* [Quoted text]:

■ ■ ■ ■

I feel sad that I gave dc this man as a father. He’s not interested in anything that they’re doing. He doesn’t engage with them on anything. He’s literally spent the entire day watching TV and doing his own thing in our bedroom. Hasn’t seen dc all day; but they’re driving me nuts. Thoughts? TIA.

When I clicked not his post, I thought I was going to read something as lot worse than this. He doesn't sound like an "awful" father as much as a socially awkward or disengaged one. People have different abilities to relate to others. Does he literally ignore them? Or just doesn't engage in the way you think he "should"? At 10 and 12, the kids shouldn't need much "babysitting,' since they are more independent. Do they say they wish their father would do more with them? If so, maybe arrange something for them to do together, like watch a video or have a video game tournament or something.
what was his father like? what sort of a relationship did his father have with him? do you have any friends where the dh is an involved father? maybe you could all do something together with the children?

■ ■ ■ ■

* [Records]:
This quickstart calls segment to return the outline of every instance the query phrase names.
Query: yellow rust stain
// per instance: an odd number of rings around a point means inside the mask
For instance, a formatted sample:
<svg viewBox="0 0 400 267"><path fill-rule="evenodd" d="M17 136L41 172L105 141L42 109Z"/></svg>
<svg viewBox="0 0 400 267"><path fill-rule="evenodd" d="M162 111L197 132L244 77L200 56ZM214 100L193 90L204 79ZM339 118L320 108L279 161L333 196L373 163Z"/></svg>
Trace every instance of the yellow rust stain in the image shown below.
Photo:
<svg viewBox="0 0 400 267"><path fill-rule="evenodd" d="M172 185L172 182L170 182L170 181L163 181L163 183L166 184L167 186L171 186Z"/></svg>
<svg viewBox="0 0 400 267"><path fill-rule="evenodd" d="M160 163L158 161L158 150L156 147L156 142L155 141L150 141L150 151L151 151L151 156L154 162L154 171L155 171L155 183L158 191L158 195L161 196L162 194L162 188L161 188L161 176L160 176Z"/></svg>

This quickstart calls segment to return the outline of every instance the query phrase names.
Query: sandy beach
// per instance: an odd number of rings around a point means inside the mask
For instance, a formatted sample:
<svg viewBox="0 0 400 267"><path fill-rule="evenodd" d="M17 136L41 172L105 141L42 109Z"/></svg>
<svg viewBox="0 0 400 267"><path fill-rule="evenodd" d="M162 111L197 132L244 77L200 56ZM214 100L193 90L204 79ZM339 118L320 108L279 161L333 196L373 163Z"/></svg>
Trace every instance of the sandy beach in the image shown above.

■ ■ ■ ■

* [Objective]: Reproduce the forum thread above about the father who spends the day watching TV, word for word from start to finish.

* [Problem solution]:
I feel sad that I gave dc this man as a father. He’s not interested in anything that they’re doing. He doesn’t engage with them on anything. He’s literally spent the entire day watching TV and doing his own thing in our bedroom. Hasn’t seen dc all day; but they’re driving me nuts. Thoughts? TIA.

When I clicked not his post, I thought I was going to read something as lot worse than this. He doesn't sound like an "awful" father as much as a socially awkward or disengaged one. People have different abilities to relate to others. Does he literally ignore them? Or just doesn't engage in the way you think he "should"? At 10 and 12, the kids shouldn't need much "babysitting,' since they are more independent. Do they say they wish their father would do more with them? If so, maybe arrange something for them to do together, like watch a video or have a video game tournament or something.
what was his father like? what sort of a relationship did his father have with him? do you have any friends where the dh is an involved father? maybe you could all do something together with the children?